DOCUMENT SEGMENT:
While parsing CSV files may seem straightforward at first glance, it can quickly become complex depending on the source of your CSV data (whether it's user-generated, standardized from an API, etc.):
- Dealing with headers
- Varying numbers of headers and data columns
- Different delimiters (e.g., Germans using
;
instead of ,
)
- Number formatting differences (e.g., Germans using
,
as decimal separators)
- Quoted data that may contain delimiters
- Whitespace handling
- Different line endings
- ...
That is why there are numerous CSV parsers available on npm (https://www.npmjs.com/search?q=csv). Some focus on speed like https://www.npmjs.com/package/fast-csv, while others prioritize convenience such as https://www.npmjs.com/package/papaparse.
Most of these parsers return row by row to accommodate processing streams that pass data line by line rather than column by column.

GIVEN EXERCISE: Using the passage on CSV parsing, answer yes or no for each statement and quote the words that decide it. 1. Quoted data in a CSV file can contain delimiters. 2. The fast-csv package is presented as prioritizing convenience. 3. Most CSV parsers return data column by column.

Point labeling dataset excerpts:
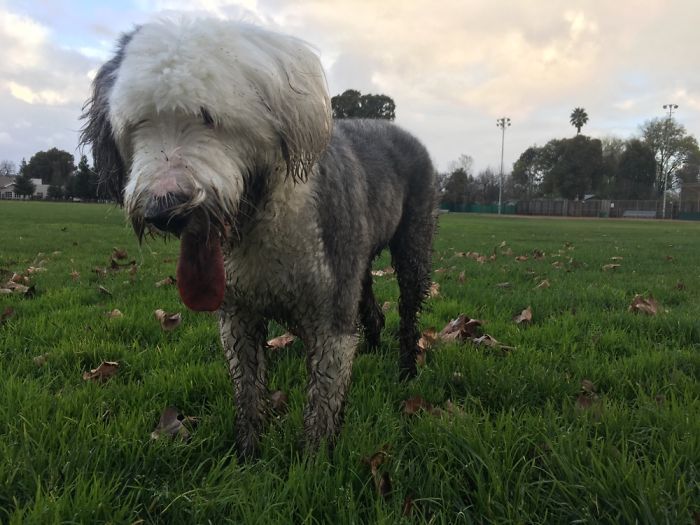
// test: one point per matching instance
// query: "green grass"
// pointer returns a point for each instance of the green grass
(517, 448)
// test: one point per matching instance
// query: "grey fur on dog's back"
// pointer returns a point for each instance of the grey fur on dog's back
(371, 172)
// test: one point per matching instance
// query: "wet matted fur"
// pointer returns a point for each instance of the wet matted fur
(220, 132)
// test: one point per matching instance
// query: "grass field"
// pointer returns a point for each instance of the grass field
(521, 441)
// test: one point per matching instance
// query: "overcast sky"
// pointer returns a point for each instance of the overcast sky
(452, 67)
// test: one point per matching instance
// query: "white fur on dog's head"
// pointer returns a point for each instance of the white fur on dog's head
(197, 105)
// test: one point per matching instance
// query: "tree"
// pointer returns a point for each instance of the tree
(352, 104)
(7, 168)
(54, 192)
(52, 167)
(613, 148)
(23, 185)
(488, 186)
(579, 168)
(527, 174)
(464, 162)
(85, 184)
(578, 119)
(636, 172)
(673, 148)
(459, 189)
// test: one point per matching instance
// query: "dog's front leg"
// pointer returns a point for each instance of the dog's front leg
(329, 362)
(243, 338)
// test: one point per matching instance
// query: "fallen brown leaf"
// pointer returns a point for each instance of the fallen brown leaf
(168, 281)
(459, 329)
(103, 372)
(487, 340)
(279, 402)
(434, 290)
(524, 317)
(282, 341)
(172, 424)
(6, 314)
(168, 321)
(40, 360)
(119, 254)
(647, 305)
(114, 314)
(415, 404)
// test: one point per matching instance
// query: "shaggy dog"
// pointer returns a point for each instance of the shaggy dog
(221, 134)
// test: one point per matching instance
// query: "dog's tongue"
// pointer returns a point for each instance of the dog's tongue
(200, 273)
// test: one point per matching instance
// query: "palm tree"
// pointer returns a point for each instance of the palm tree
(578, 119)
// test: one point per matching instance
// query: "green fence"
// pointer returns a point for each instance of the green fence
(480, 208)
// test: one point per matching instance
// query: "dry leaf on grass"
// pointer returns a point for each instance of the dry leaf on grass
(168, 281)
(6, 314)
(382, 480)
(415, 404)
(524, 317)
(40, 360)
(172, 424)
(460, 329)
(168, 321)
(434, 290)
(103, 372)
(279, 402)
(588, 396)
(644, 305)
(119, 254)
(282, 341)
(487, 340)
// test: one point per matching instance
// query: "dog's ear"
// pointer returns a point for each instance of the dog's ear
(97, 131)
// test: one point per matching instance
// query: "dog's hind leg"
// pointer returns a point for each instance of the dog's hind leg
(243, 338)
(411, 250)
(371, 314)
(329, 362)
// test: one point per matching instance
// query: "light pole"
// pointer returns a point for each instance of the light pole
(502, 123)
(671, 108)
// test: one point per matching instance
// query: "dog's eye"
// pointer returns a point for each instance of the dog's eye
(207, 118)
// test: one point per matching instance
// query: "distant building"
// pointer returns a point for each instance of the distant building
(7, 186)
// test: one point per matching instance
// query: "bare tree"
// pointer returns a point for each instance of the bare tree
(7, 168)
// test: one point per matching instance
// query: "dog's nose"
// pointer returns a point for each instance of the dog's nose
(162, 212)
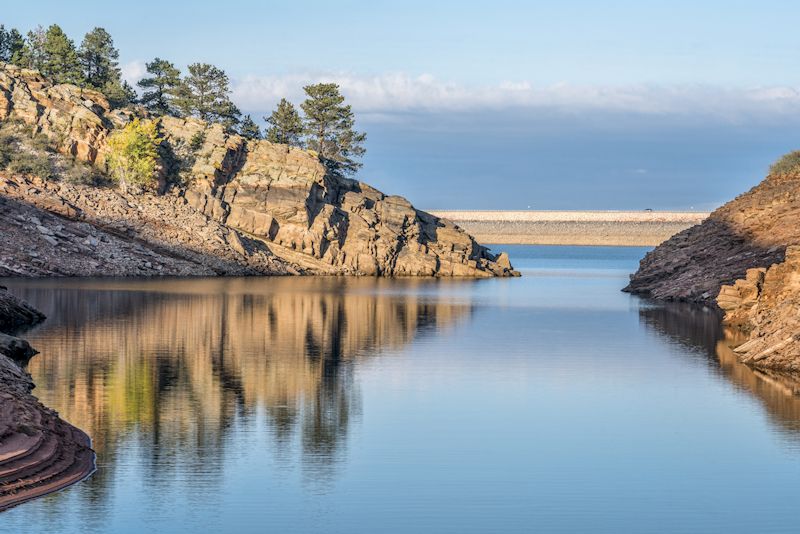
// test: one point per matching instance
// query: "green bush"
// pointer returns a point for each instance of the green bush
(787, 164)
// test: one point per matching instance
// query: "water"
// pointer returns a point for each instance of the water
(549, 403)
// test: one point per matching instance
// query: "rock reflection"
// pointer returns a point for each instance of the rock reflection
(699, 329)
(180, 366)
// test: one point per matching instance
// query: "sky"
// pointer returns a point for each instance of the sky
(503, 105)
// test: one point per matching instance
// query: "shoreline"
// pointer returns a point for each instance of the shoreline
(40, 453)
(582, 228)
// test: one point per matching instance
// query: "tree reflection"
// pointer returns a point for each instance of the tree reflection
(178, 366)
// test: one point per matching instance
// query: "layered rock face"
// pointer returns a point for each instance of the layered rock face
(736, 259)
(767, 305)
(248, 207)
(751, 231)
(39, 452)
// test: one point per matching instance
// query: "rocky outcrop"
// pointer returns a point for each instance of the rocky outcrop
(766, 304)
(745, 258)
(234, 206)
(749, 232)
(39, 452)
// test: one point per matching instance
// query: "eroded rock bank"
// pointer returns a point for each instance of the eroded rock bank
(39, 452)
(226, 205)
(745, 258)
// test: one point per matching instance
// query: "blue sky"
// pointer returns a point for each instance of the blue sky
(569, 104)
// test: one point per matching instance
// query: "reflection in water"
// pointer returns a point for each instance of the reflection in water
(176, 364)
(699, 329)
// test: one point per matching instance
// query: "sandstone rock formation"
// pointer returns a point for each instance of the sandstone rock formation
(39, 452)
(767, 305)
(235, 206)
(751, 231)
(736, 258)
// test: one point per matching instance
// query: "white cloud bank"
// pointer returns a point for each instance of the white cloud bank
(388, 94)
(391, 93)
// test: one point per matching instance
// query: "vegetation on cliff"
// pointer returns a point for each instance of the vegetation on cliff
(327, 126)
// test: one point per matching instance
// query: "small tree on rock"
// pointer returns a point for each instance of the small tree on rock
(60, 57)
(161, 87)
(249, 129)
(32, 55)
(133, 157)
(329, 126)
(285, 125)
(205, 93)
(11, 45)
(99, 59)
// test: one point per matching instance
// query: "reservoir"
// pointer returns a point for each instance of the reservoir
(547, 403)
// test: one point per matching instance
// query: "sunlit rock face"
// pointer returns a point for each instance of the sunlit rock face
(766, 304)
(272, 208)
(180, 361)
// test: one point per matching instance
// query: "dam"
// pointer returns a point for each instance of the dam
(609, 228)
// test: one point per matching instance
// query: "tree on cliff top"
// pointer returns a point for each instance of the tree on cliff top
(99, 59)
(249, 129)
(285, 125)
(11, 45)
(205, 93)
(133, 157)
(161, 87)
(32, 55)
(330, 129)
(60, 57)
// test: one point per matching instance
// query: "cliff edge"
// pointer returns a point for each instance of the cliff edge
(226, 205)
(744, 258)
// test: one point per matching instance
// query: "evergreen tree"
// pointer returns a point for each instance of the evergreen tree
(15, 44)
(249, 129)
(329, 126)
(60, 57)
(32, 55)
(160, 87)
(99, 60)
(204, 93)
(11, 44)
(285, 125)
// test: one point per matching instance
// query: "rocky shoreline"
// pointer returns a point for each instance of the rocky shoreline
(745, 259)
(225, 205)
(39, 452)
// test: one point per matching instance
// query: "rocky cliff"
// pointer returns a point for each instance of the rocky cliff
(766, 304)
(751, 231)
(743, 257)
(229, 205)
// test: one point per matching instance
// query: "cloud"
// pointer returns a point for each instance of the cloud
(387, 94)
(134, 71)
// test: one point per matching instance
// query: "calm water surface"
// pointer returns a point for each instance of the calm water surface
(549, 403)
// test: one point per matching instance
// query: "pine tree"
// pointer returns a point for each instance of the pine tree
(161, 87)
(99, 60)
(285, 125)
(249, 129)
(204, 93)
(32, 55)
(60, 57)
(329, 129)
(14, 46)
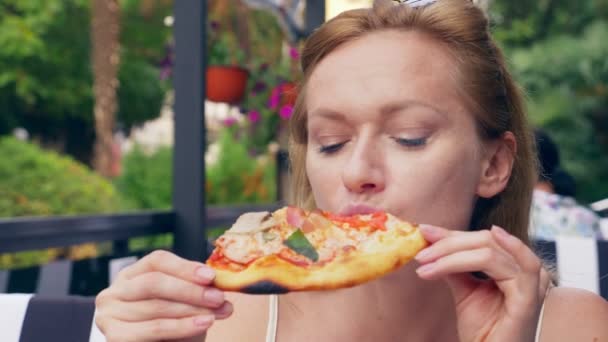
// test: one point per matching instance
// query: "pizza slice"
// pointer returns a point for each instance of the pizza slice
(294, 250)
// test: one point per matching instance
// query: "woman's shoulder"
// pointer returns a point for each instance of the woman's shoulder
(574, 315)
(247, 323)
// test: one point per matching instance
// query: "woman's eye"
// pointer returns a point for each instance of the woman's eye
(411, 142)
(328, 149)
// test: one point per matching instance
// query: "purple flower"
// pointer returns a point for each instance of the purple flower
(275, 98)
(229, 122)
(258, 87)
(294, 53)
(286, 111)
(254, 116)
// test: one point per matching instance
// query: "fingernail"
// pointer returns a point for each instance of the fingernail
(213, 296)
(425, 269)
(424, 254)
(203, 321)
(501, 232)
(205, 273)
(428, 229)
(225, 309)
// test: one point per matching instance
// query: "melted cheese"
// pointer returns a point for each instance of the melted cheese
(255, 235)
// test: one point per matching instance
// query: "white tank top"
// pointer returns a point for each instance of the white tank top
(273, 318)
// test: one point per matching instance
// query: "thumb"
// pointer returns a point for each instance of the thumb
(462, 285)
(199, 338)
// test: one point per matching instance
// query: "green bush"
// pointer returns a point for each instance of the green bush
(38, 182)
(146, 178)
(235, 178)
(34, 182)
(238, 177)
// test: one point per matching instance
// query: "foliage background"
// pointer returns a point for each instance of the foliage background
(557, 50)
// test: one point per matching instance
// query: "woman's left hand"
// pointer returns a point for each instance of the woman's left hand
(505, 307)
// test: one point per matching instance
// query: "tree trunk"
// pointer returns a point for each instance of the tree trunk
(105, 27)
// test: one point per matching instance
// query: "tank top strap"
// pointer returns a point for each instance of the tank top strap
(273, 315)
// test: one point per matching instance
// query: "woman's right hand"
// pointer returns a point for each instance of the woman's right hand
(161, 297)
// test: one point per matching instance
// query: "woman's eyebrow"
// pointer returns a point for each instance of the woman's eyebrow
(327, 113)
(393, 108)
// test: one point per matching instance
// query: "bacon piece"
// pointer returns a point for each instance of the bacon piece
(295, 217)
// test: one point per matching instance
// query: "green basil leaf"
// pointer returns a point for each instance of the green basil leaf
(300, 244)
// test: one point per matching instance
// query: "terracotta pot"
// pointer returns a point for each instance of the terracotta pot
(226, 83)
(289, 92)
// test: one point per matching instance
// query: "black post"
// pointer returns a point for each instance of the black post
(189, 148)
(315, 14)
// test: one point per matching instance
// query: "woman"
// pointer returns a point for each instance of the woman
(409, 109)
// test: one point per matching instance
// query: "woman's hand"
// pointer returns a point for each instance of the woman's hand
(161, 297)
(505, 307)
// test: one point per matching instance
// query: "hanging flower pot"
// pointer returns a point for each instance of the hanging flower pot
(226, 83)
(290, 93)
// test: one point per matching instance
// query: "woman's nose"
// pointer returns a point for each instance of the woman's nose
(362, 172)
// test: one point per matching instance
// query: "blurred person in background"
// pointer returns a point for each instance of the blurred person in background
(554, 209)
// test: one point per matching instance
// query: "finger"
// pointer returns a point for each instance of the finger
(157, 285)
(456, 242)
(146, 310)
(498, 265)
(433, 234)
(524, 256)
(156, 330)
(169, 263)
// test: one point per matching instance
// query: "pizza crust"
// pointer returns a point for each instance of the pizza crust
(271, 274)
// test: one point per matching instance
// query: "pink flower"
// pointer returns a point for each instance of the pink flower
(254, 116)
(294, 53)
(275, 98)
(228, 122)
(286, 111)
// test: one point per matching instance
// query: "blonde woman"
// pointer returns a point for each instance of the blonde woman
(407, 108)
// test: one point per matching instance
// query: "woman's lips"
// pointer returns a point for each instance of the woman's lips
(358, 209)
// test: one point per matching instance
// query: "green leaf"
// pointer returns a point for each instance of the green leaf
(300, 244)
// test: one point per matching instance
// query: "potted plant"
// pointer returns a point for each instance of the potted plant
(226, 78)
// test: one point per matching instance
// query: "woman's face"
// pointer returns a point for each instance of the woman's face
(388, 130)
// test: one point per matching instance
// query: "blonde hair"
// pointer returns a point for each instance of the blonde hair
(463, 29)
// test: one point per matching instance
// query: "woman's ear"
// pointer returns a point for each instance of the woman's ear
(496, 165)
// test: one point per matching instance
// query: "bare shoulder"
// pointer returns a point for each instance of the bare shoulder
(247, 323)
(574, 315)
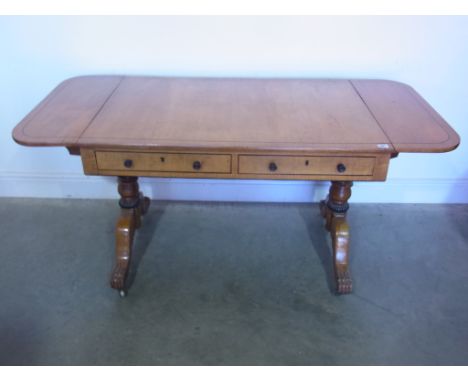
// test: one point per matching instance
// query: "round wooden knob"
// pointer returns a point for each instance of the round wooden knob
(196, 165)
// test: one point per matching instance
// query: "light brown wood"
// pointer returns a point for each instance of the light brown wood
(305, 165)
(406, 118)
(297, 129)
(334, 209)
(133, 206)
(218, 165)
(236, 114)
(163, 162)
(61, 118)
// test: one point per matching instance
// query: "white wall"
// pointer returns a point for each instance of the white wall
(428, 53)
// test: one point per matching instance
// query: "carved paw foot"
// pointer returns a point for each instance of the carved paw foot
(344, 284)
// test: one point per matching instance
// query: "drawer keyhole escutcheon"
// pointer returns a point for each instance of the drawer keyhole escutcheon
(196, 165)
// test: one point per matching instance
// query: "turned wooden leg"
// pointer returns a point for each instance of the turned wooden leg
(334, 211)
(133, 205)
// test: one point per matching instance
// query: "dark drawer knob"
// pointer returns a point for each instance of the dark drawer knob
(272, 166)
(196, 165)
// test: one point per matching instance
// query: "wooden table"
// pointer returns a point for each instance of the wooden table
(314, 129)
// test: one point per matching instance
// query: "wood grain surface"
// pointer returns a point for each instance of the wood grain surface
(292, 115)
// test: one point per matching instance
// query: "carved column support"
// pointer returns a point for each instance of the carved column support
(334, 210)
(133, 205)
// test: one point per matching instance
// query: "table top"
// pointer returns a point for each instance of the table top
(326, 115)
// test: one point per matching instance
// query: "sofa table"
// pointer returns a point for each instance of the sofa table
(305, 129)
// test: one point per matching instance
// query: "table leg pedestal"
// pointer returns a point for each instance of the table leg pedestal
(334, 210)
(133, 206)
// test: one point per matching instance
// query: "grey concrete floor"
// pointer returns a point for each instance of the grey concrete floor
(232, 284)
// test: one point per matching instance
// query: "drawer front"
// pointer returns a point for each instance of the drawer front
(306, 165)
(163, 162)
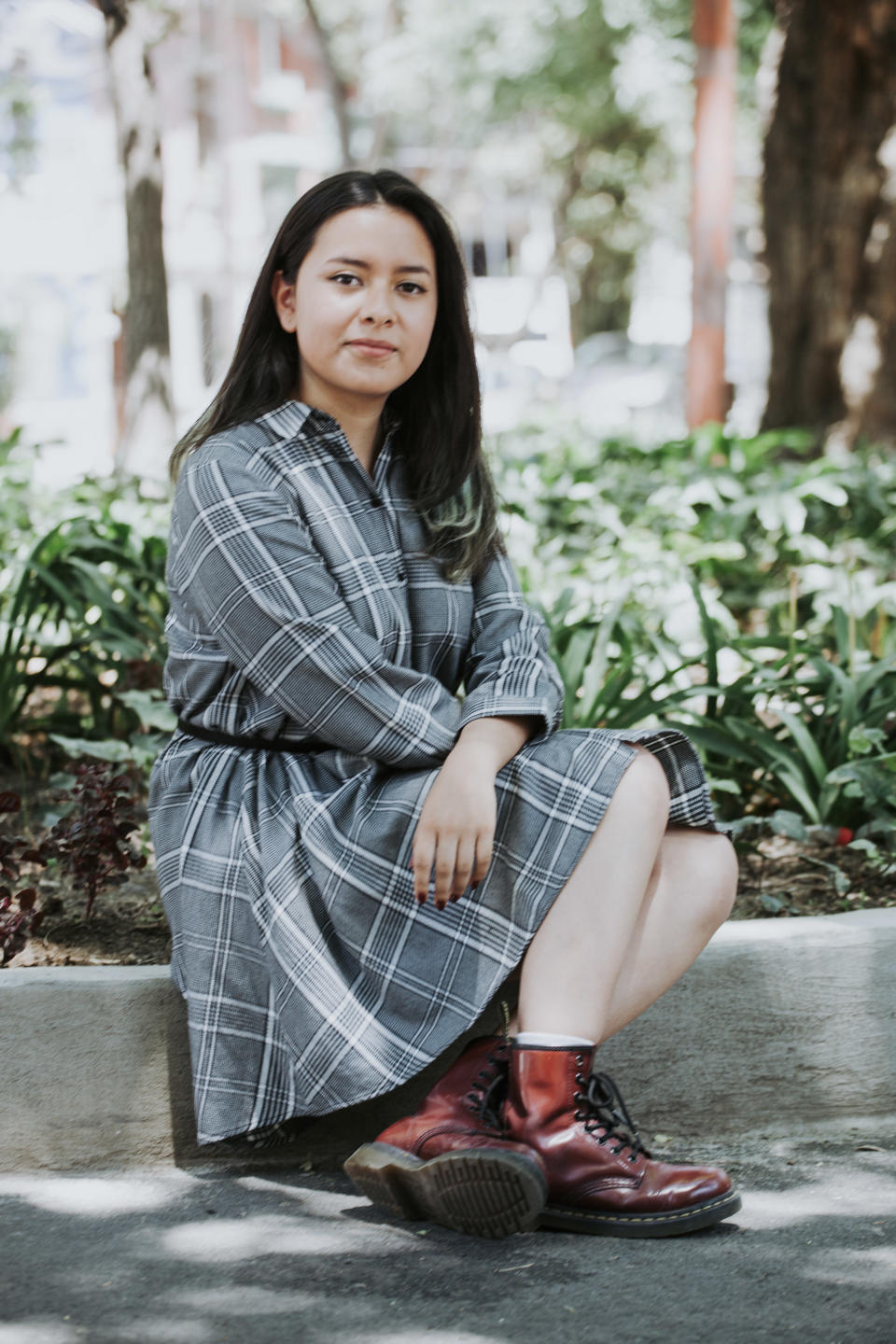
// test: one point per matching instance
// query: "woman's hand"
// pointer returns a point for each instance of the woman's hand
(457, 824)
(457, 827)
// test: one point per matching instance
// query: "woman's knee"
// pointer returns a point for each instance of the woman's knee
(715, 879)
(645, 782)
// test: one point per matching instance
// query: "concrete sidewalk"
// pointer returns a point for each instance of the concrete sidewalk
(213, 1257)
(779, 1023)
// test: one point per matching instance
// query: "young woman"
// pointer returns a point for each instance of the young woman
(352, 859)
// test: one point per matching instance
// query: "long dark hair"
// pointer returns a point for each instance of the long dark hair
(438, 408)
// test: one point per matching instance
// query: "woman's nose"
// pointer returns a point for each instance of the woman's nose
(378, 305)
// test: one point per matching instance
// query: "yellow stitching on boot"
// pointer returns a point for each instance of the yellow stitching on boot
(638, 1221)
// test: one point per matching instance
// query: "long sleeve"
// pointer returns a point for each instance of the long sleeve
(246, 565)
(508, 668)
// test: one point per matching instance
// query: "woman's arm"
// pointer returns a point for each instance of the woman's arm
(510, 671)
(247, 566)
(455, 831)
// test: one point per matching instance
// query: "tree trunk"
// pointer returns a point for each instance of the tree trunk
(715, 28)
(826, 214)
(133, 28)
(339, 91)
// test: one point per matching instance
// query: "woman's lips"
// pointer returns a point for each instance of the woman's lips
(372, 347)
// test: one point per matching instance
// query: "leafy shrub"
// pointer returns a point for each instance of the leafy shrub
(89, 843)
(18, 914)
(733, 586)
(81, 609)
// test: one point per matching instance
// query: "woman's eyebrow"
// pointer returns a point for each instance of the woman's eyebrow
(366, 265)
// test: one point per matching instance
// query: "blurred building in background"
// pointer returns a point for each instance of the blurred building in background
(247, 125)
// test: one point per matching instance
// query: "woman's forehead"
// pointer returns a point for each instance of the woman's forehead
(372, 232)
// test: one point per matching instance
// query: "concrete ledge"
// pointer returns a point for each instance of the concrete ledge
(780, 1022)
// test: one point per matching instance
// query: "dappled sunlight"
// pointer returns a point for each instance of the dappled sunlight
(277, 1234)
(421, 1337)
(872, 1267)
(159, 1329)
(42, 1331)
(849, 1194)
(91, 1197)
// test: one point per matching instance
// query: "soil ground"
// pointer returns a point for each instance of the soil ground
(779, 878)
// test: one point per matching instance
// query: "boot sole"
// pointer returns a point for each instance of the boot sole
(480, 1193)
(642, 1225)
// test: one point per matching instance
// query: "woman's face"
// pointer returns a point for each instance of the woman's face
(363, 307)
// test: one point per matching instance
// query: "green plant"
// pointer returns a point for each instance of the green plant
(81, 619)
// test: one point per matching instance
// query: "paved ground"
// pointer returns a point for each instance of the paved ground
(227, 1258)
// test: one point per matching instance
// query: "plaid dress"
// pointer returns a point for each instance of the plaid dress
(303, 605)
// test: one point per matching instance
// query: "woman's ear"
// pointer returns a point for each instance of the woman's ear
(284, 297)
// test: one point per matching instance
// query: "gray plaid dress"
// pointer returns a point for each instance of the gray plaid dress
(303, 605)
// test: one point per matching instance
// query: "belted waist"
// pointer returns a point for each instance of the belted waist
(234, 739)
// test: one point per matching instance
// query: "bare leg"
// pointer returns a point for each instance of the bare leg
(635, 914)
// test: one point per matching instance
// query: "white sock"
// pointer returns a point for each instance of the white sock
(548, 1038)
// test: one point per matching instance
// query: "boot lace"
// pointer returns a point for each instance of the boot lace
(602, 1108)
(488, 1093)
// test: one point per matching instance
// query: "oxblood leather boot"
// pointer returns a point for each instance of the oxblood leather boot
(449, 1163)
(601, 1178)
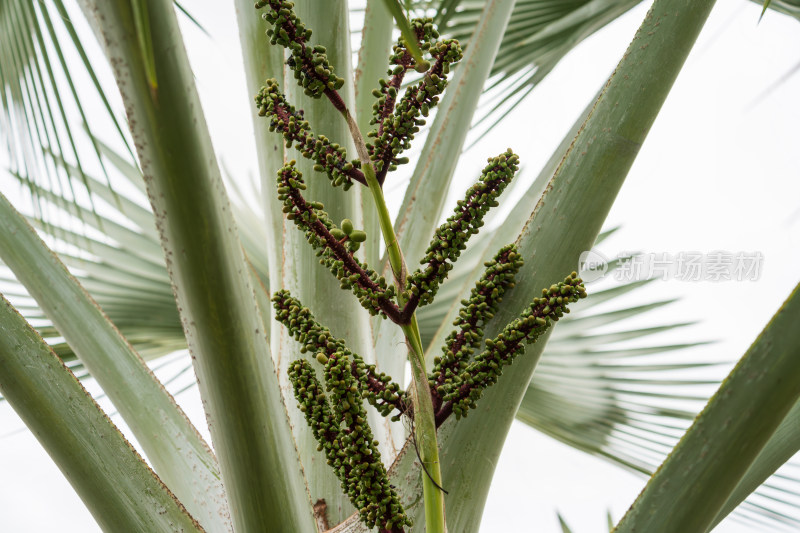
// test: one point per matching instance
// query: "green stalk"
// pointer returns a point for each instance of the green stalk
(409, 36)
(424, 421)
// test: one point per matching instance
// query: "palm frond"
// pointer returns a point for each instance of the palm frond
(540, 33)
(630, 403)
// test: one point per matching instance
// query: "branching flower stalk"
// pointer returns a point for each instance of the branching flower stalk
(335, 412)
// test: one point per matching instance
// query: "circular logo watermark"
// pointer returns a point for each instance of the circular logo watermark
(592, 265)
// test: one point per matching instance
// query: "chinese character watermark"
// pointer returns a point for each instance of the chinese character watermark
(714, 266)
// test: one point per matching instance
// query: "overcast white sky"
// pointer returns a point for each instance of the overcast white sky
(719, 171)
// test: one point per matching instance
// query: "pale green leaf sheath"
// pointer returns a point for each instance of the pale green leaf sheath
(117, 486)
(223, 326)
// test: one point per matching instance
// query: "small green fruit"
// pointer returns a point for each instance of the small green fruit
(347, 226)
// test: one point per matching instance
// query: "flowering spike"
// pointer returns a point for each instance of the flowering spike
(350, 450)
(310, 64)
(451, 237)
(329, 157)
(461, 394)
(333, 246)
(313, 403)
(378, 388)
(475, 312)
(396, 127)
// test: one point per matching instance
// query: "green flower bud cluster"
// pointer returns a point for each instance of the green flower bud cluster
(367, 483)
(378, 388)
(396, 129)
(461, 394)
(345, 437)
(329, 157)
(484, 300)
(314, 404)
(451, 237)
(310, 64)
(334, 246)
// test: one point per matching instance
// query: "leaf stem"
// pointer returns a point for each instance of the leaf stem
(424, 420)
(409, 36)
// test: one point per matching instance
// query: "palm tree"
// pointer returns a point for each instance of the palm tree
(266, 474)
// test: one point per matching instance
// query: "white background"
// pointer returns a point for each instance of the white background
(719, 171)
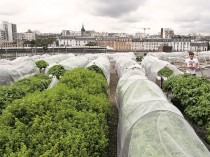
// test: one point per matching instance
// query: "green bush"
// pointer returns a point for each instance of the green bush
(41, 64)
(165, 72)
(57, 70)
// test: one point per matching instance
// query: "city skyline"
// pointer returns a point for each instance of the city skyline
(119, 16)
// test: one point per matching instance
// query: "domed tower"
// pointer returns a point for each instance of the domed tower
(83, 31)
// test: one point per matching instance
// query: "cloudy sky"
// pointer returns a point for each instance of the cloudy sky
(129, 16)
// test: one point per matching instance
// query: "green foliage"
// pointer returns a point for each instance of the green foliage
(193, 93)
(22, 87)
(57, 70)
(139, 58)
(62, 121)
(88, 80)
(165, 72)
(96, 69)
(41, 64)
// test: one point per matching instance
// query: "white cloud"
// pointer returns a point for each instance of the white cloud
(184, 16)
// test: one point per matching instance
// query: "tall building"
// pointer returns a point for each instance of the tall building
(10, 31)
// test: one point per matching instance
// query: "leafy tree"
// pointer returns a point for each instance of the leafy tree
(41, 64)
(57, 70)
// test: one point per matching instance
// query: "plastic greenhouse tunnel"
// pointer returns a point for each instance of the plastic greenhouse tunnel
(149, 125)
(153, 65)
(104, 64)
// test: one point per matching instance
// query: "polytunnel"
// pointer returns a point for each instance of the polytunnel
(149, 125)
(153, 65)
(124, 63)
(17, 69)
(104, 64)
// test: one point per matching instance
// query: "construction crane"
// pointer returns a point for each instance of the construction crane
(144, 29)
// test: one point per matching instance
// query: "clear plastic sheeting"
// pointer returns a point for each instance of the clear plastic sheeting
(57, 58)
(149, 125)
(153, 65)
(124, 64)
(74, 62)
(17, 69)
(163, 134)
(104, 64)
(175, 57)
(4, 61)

FINAL RESULT:
1. Yes: "Quoted data that may contain delimiters"
2. No: "Some focus on speed like https://www.npmjs.com/package/fast-csv"
3. No: "Most of these parsers return row by row"